In any case, it can be shown that D[0,T] is separable with respect to the natural choice of metric. It can also be shown that there is a metric which gives the same open sets (hence is a topologically equivalent metric) under which D[0,T] is complete, and hence a Polish space.

Compactness in C[0,T] and D[0,T]

We are interested in tightness of measures on D[0,T], so first we need to address compactness for sets of deterministic functions in D[0,T]. First, we consider C[0,T]. Here, the conditions for a set of functions to be compact is given by the celebrated Arzela-Ascoli theorem. We are really interested in compactness as a property of size, so we consider instead relative compactness. A set is relatively compact (sometimes pre-compact) if its closure is compact. For the existence of subsequential limits, this is identical to compactness, only now we allow the possibility of the limit point lying outside the set.

Named object pointing records
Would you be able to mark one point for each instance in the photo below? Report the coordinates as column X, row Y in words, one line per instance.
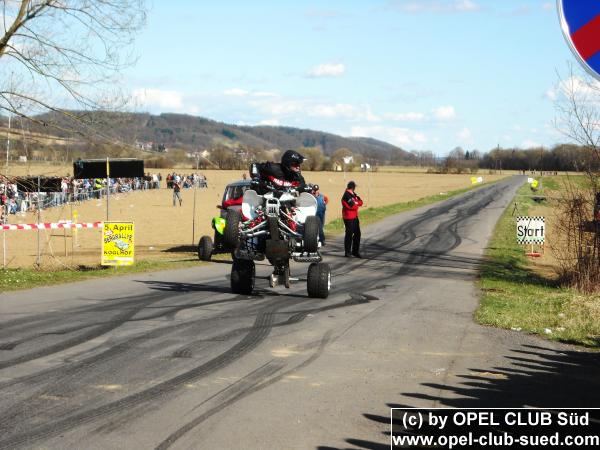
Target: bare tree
column 578, row 225
column 64, row 55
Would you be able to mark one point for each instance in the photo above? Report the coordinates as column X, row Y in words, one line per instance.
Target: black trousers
column 352, row 238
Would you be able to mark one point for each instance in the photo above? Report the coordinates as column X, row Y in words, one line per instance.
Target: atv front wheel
column 242, row 276
column 231, row 233
column 318, row 280
column 205, row 248
column 311, row 234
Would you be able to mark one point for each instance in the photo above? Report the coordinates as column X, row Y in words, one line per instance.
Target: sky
column 423, row 75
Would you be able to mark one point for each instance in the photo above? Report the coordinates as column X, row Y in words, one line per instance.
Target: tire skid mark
column 239, row 391
column 258, row 333
column 132, row 307
column 75, row 372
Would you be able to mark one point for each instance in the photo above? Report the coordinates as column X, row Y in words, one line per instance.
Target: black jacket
column 272, row 176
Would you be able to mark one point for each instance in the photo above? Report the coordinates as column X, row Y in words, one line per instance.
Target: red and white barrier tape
column 49, row 226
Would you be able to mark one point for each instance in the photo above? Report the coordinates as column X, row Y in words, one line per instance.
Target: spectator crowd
column 13, row 200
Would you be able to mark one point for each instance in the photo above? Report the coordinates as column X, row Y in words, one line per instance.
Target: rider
column 281, row 176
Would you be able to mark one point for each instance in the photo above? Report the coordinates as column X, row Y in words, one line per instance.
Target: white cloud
column 327, row 70
column 550, row 94
column 444, row 112
column 280, row 108
column 402, row 137
column 264, row 94
column 436, row 6
column 170, row 100
column 406, row 117
column 236, row 92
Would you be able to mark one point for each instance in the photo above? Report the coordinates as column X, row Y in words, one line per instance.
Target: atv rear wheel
column 205, row 248
column 242, row 276
column 311, row 234
column 318, row 280
column 231, row 233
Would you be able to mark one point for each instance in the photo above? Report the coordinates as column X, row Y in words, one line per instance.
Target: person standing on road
column 322, row 201
column 176, row 192
column 350, row 204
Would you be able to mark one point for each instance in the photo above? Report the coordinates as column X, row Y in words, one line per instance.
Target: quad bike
column 279, row 226
column 207, row 246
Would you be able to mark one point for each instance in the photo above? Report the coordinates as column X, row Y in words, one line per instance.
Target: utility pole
column 7, row 143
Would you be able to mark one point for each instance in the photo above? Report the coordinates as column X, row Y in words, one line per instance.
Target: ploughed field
column 163, row 231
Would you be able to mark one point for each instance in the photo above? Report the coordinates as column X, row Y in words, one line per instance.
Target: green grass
column 515, row 297
column 371, row 215
column 15, row 279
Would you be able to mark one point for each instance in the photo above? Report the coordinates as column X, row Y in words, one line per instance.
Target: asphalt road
column 172, row 359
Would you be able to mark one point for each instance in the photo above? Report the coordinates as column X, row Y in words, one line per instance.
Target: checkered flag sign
column 531, row 230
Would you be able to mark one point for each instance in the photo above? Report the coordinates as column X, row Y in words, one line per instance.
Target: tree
column 578, row 224
column 59, row 55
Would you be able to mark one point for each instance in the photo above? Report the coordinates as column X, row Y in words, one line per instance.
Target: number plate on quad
column 276, row 249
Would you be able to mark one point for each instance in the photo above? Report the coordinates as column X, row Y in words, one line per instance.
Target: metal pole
column 7, row 143
column 194, row 217
column 107, row 186
column 4, row 221
column 39, row 217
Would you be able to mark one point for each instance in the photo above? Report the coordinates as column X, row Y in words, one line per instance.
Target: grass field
column 523, row 294
column 165, row 232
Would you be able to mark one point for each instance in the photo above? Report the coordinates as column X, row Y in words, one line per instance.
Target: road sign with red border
column 580, row 22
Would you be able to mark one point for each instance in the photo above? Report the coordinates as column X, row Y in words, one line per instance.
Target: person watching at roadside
column 350, row 204
column 322, row 201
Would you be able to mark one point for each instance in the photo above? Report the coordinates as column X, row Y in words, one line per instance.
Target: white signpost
column 531, row 230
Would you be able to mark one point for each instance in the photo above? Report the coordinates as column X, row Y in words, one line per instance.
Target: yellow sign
column 117, row 243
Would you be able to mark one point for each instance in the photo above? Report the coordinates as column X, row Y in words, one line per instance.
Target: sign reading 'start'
column 117, row 243
column 531, row 230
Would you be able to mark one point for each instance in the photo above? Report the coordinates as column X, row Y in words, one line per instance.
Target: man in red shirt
column 350, row 204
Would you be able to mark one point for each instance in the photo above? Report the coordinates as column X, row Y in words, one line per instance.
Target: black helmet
column 291, row 158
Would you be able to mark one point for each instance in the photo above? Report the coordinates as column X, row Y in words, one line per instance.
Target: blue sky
column 424, row 75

> _REQUIREMENTS_
Resume the passage on compactness in C[0,T] and D[0,T], picking up right after its final sentence.

> _RESULT BELOW_
We note that the function C[0,T]\rightarrow \mathbb{R} given by ||f||_\infty is continuous, and hence uniform boundedness is certainly a required condition for compactness in C[0,T]. Arzela-Ascoli states that uniform boundedness plus equicontinuity is sufficient for a set of such functions to be compact. Equicontinuity should be thought of as uniform continuity that is uniform among all the functions in the set, rather than just within the argument of an individual particular function.

For identical reasons, we need uniform boundedness for relative compactness in D[0,T], but obviously uniform continuity won’t work as a criterion for discontinuous functions! We seek some analogue of the modulus of continuity that ignores jumps. We define

\omega'_\delta(f):=\inf_{\{t_i\}} \max_i \sup_{s,t\in[t_{i-1},t_i)} |f(s)-f(t)|,

where the infimum is taken over all meshes 0=t_0<t_1<\ldots<t_r with t_i-t_{i-1}>\delta. Note that as \delta\downarrow 0, we can, if we want, place the t_i so that large jumps of the function f take place over the boundaries between adjacent parts of the mesh. In particular, for a given cadlag function, it can be shown fairly easily that \omega'_\delta(f)\downarrow 0 as \delta\rightarrow 0. Then, unsurprisingly, in a similar fashion to the Arzela-Ascoli theorem, it follows that a set of functions A\subset D[0,T] is relatively compact if it is uniformly bounded, and

\lim_{\delta\rightarrow 0} \sup_{f\in A}\omega'_\delta(f)=0.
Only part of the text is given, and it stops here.